━━ Record set ━━

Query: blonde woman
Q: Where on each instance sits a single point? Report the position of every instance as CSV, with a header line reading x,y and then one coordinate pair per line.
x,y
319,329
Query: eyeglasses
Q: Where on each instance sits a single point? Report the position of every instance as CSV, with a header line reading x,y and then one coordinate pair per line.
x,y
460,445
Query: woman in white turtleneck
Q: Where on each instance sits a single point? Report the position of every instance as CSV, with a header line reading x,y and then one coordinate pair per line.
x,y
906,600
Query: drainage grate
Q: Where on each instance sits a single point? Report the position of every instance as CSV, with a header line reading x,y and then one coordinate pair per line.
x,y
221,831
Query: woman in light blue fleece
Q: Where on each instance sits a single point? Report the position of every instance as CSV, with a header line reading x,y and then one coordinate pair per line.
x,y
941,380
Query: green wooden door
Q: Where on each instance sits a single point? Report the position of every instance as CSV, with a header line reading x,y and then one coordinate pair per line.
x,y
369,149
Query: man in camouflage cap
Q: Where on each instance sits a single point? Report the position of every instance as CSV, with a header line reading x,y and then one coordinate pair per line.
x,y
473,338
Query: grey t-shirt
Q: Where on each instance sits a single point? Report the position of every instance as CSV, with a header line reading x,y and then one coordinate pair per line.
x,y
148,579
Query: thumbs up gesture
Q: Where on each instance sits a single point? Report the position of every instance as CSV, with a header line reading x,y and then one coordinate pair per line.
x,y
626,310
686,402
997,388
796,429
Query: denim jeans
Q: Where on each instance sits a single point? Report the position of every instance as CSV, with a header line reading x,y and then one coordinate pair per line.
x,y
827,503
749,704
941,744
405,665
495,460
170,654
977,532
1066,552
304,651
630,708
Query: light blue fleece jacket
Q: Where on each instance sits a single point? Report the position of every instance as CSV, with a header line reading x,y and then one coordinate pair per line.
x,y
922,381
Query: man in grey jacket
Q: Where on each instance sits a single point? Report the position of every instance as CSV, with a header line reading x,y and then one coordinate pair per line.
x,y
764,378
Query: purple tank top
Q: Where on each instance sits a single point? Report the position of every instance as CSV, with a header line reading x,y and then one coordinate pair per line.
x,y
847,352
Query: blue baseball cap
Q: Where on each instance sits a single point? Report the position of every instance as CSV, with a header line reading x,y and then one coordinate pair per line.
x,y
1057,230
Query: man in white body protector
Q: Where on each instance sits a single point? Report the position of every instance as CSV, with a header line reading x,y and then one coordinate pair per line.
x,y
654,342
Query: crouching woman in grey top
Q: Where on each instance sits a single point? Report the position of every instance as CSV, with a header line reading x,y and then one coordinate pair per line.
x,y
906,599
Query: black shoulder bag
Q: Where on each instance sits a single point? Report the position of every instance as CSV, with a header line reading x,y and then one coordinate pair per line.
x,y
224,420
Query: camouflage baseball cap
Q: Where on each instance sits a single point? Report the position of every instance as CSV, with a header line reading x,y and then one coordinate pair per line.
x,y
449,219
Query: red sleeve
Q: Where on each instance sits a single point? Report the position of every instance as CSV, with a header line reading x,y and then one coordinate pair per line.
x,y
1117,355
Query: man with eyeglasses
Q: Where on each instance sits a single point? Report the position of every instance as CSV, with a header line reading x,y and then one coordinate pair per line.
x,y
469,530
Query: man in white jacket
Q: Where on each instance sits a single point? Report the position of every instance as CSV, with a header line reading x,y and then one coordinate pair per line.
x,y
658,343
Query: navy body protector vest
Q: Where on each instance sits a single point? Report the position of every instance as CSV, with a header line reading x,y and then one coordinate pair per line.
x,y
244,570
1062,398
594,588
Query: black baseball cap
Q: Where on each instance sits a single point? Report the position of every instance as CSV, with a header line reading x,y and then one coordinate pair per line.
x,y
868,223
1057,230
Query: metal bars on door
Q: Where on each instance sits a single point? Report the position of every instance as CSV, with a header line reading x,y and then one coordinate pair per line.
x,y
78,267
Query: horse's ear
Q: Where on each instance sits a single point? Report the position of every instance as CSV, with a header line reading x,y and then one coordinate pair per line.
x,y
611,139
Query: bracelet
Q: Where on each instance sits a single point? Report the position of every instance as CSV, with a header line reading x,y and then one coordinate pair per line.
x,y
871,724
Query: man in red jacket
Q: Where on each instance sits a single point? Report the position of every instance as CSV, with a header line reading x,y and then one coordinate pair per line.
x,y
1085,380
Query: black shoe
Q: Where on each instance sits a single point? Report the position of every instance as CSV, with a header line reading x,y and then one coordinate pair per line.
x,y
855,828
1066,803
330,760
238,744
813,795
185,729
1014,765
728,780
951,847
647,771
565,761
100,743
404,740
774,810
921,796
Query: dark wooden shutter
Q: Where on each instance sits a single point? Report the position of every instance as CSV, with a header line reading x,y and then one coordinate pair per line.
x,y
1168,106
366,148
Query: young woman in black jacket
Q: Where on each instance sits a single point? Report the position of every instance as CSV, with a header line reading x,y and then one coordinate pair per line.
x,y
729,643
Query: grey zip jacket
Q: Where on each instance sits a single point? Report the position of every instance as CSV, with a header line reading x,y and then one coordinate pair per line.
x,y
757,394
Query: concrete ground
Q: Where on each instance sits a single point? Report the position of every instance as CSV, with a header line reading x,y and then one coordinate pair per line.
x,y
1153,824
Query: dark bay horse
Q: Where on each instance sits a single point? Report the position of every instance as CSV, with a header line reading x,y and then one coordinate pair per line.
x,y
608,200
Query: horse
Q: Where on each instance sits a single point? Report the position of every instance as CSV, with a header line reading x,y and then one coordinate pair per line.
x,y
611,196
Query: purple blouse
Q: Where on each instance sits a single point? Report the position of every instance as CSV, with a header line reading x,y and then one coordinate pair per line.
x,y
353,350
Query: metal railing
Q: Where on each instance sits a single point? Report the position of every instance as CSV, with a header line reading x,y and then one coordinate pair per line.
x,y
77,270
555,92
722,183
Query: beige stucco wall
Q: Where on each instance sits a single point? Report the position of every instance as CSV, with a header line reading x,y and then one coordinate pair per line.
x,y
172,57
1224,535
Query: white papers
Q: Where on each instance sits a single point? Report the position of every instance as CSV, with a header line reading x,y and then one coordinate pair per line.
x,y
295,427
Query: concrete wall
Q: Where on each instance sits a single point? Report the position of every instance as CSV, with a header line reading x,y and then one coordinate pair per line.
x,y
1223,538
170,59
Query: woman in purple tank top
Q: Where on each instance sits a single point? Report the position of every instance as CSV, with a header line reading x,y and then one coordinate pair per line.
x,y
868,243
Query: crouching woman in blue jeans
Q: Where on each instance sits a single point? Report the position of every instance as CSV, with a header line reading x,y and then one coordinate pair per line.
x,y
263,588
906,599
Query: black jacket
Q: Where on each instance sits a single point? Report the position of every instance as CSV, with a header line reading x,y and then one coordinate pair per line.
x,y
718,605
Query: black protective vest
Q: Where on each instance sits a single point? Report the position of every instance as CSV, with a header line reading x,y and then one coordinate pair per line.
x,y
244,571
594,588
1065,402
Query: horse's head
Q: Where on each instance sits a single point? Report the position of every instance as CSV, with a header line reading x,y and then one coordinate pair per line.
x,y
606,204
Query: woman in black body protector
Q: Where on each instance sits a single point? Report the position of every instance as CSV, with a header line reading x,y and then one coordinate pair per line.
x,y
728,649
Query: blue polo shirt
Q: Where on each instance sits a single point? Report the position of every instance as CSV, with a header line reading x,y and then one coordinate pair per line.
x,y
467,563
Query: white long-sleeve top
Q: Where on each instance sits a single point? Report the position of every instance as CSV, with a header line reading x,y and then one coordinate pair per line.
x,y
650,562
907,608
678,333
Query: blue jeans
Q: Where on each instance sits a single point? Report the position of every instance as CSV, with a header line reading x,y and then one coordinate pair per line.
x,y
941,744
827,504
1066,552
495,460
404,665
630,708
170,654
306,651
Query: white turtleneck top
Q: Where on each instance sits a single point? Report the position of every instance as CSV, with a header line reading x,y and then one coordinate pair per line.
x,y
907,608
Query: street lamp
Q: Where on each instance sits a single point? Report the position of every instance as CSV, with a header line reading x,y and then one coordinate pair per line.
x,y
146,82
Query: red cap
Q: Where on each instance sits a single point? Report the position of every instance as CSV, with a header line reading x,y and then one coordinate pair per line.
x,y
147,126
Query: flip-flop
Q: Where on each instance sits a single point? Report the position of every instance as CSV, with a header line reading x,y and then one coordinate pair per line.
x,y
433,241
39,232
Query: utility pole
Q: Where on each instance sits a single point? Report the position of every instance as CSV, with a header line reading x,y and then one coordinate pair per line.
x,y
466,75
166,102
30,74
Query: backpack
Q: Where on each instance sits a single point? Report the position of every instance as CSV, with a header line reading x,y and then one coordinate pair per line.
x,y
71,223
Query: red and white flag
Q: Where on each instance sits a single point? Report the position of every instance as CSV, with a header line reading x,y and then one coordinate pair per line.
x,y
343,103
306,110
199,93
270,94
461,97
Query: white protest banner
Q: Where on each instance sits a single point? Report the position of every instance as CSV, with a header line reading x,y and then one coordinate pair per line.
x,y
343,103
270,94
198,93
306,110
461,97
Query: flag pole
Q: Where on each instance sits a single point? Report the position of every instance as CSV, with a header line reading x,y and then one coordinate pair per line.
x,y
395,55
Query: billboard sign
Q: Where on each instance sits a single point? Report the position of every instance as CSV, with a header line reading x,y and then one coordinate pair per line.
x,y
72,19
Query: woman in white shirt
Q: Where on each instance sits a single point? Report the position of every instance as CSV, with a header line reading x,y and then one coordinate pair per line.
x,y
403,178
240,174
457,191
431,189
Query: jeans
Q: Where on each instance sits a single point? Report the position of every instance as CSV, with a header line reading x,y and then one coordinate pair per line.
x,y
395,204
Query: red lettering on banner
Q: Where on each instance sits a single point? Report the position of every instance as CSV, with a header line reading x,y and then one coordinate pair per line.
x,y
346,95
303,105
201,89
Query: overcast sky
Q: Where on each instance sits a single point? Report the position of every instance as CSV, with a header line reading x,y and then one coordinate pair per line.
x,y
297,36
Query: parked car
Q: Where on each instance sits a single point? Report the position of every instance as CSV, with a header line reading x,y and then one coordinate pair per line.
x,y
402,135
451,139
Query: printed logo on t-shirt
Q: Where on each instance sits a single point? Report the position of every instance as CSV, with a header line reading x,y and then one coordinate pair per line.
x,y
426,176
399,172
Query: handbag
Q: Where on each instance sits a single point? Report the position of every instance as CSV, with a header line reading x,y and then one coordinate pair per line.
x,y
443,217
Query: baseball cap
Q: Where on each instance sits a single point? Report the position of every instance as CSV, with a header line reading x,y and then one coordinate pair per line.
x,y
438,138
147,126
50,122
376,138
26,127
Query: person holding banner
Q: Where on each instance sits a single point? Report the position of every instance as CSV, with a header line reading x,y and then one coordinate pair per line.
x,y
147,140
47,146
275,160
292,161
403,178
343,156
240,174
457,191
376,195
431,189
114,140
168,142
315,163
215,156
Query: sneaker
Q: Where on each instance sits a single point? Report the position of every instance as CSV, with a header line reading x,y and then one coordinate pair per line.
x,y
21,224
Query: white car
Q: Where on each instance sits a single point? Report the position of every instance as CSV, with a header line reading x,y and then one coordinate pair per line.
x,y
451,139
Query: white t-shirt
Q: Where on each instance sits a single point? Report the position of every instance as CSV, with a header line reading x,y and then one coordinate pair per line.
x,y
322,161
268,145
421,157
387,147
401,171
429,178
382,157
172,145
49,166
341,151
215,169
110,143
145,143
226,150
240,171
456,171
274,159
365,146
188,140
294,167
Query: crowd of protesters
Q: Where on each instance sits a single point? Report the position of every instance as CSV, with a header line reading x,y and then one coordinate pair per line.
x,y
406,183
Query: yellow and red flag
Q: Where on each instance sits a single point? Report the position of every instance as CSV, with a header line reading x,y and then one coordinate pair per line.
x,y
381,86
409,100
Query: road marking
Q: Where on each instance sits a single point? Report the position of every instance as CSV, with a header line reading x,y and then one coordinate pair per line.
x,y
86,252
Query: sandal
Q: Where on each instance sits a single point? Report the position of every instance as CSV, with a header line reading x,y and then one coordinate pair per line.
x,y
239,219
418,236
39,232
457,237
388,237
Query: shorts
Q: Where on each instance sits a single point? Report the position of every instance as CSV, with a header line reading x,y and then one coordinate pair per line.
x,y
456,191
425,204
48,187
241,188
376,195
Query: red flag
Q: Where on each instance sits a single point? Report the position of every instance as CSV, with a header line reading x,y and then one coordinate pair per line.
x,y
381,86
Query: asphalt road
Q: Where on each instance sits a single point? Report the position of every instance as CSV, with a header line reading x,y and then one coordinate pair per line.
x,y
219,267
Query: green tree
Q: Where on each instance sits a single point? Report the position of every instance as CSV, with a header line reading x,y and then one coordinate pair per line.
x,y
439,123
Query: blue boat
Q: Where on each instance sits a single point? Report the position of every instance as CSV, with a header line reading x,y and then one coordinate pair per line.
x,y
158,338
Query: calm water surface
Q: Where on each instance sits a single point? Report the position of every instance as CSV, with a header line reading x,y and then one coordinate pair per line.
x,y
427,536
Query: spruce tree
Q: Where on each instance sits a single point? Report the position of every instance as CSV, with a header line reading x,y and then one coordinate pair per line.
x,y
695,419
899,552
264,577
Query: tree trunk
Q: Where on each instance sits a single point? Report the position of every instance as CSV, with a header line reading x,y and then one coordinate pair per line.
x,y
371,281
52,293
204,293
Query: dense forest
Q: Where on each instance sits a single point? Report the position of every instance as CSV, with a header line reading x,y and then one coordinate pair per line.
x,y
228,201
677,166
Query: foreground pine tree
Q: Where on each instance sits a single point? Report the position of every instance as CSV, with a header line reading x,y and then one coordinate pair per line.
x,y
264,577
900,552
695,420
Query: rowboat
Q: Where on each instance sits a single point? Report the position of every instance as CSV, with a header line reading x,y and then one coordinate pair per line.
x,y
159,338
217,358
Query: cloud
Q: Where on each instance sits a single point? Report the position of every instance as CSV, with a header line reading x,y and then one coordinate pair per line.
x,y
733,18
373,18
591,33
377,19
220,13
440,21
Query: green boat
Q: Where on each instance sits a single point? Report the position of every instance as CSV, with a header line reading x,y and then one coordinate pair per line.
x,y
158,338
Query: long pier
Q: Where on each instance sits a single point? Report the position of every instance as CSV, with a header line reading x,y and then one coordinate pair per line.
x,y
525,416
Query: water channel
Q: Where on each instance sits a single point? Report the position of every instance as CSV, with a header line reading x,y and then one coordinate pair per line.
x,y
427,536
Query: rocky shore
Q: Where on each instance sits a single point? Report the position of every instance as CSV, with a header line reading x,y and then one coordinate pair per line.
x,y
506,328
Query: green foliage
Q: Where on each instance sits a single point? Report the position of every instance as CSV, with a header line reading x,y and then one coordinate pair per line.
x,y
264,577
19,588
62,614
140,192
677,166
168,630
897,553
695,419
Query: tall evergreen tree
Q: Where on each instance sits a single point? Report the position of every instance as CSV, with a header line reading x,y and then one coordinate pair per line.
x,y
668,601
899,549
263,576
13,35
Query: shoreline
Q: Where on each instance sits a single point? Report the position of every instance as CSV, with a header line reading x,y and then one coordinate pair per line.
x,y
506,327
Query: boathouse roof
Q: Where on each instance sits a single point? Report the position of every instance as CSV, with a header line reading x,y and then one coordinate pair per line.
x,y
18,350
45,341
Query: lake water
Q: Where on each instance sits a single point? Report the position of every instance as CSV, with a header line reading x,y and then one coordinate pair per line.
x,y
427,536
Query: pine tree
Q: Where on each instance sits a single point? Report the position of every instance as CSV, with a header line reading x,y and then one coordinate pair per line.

━━━

**What this task involves:** Copy exactly, word for word, the line with "Query: green foliage" through the final line of the listing.

**Exercise answer:**
Query: green foliage
Q: Where on each instance sits a single point? Report the position of every instance as CSV, with a header line reading x,y and then one coordinate pair per line.
x,y
264,577
19,588
62,614
140,192
677,166
168,630
897,553
695,419
Query: tall evergreen tree
Q: Where on each instance sits a single point? Report the position of every instance as CSV, with a header line reading x,y and then one coordinate pair per line.
x,y
668,601
899,549
263,576
13,35
Query: shoreline
Q: Where on each instance sits a single point? Report the position of every instance as CSV, with a header line reading x,y and then one coordinate pair per line.
x,y
506,327
Query: boathouse roof
Q: Where on each instance sits a single point? Report the position of every instance as CSV, with a header line reading x,y and then one coordinate pair per line.
x,y
18,350
45,341
Query: lake water
Q: Where on each instance sits a single point? Report the position of every instance as CSV, with a header line reading x,y and then one coordinate pair per line.
x,y
427,536
Query: pine tree
Q: Where on each instance sits a single point? Report the position of every instance as CSV, with a header line reading x,y and then one coordinate pair per line.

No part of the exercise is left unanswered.